# Document text
But investors should use caution. Among energy companies in the S&P 500 alone, exploration-and-production firms

Apache

(APA),

Occidental Petroleum

(OXY), and

Noble Energy

(NBL) have slashed their payouts this year. Another E&P firm,

Marathon Oil

(MRO), suspended its dividend.

Global oil companies haven’t been immune to cuts, either.

BP

(BP.London) said in August that it would halve its quarterly dividend to 5.25 cents a share from 10.5 cents. And

Royal Dutch Shell

(RDS.A) in April slashed its payout by about two-thirds, to 16 cents a share.

Prices as of the close on Sept. 28; yields as of Sept. 29.

Source: FactSet

The two integrated oil companies included in the table—

Exxon Mobil

(XOM) and Chevron—have maintained their quarterly disbursements during the pandemic, but their underlying stories are different.

For Exxon Mobil, which has been using debt to pay its dividend, there has been much speculation about how safe the payout is. Exxon Mobil common stock is yielding 10.2%. It’s down about 45% this year, dividends included.

“In a world where this is the new normal—lower for longer commodity prices and weak margins across its downstream [businesses]—that dividend will not stand over the longer term, and ultimately they will have to make a decision,” McDermott warns.

Using debt to pay a dividend is an unsustainable long-term strategy, he says. And oil prices remain depressed, with Brent crude a little below $42 a barrel recently—versus the high $60s late last year.

Still, Exxon has been steadfast in keeping the dividends coming. In late July, it declared a quarterly disbursement of 87 cents a share, in line with earlier payouts.

The company has even kept its status as an S&P 500 Dividend Aristocrat, increasing its payout for 37 consecutive years, by virtue of maintaining its dividend this year. Even if doesn’t raise its payout this year, it will remain in the group because its total paid in 2020 would exceed last year’s level, assuming there is no cut through year’s end.

A company spokesman, asked for comment, referred Barron’s to remarks made by Senior Vice President Neil Chapman during a second-quarter earnings call with analysts on July 31. Exxon Mobil, he said, had cut short-term capital spending by more than 30% and was on a pace to reduce cash operating expenses by more than 15%.

“A large portion of our shareholder base has come to view that dividend as a source of stability in their income, and we take that very seriously,” Chapman said. “Our plans to maintain our debt at the current levels and maintain our dividend include further reductions in operating expenses.”

# Action item A
Translate this sentence from the article on oil company dividends into Spanish: "Global oil companies haven’t been immune to cuts, either."
# Action item B
According to the article on oil company dividends, what quarterly disbursement per share did Exxon Mobil declare in late July?
# Action item C
Write a continuation of the article on oil company dividends, starting after its last sentence.
The entries that follow the article on oil company dividends aren't needed for the work here.

# Supplied records
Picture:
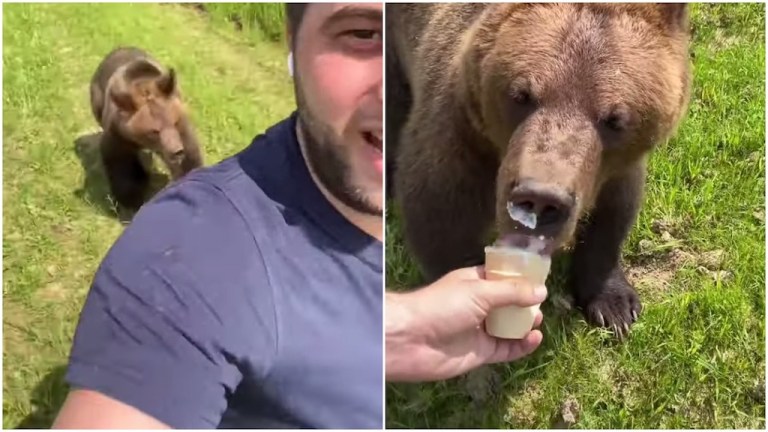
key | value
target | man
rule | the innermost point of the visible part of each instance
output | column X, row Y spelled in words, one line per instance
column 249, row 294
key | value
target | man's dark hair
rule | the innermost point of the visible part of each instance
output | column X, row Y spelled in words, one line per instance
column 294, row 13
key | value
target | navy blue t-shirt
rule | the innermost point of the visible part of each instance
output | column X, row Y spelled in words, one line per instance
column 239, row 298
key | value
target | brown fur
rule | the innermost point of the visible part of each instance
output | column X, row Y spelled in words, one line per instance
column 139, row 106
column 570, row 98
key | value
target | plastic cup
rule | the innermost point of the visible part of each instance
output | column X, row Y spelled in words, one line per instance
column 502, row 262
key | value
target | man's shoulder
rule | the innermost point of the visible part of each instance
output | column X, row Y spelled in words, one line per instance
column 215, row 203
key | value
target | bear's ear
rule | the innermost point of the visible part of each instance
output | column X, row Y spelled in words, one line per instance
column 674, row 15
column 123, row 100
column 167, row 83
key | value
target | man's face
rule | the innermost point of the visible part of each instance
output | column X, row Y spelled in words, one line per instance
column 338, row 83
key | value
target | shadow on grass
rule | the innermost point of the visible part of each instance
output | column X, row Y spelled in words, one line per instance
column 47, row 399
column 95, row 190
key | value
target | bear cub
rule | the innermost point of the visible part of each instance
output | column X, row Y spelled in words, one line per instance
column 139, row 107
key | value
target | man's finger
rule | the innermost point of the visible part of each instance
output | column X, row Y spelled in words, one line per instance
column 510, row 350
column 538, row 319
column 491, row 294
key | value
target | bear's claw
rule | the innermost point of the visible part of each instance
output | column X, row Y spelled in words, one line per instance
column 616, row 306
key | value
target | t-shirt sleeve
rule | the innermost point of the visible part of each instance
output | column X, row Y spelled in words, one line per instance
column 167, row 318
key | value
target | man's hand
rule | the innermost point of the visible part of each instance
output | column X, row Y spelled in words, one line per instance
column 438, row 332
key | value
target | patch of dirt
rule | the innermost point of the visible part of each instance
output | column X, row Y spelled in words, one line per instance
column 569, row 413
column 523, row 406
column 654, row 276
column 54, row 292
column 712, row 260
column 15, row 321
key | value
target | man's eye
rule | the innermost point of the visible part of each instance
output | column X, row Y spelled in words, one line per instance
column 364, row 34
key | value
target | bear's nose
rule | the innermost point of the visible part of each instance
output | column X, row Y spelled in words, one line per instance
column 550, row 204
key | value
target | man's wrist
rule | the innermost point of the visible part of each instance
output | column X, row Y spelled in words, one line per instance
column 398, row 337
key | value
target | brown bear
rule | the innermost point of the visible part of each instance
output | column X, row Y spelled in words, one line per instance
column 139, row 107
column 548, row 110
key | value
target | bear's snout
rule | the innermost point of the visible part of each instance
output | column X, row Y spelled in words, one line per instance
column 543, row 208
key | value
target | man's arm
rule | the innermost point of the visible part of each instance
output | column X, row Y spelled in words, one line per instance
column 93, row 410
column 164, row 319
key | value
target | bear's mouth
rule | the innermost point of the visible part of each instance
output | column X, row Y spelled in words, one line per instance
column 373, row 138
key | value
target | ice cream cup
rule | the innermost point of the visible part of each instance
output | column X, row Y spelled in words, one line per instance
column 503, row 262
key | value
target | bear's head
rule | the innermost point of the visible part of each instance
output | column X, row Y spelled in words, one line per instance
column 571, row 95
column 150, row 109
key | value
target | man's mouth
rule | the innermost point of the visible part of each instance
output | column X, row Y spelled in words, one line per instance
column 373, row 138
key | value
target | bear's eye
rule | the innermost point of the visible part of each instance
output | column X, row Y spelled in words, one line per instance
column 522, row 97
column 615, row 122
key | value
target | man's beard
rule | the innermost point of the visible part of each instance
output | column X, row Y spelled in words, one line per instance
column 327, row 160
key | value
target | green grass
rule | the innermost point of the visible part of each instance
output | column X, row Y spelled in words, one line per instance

# Response area A
Las compañías petroleras globales tampoco han sido inmunes a los recortes.

# Response area B
87 cents a share

# Response area C
Wells Fargo Securities analysts Roger Read and Lauren Hendrix, in a recent research note, expressed optimism that the company could sustain its payouts. “Contrary to some, we believe [Exxon Mobil] can maintain its current dividend payout through 2023, absent another oil price collapse,” Read and Hendrix wrote, adding that “to restore faith [Exxon Mobil] must pursue real strategic changes and go beyond short-term capex cuts.”

Chevron, meanwhile, yields 7.2%—still high, but not to the level that investors are doubting its ability to pay the dividend.

“In the current $40 oil world, the dividend is covered on a forward-looking basis, and the balance sheet is in excellent shape,” McDermott says. “Of all the global oil majors, Chevron has the best balance sheet and the lowest leverage, and that gives them additional flexibility through this period of uncertainty.”

McDermott calculates that Exxon Mobil, in contrast, will require an average Brent price of $60 a barrel over the next five years to cover its dividend. Unlike Chevron, Exxon Mobil was more aggressive in its capital spending to spur growth “to position themselves better than peers in a commodity recovery,” McDermott says.

Aware of its need for belt-tightening, Exxon Mobil is now on a pace for about $19 billion a year in capital spending, down from around $30 billion to $35 billion in previous years, McDermott observes.

“The company is doing the right things. They are managing what’s in their control, but unfortunately this commodity price environment is out of their control,” he adds.

And therein lies the wild card for income investors: Even the most stalwart and disciplined dividend payers in the energy patch might be committed to their payouts, but the pandemic could have other plans.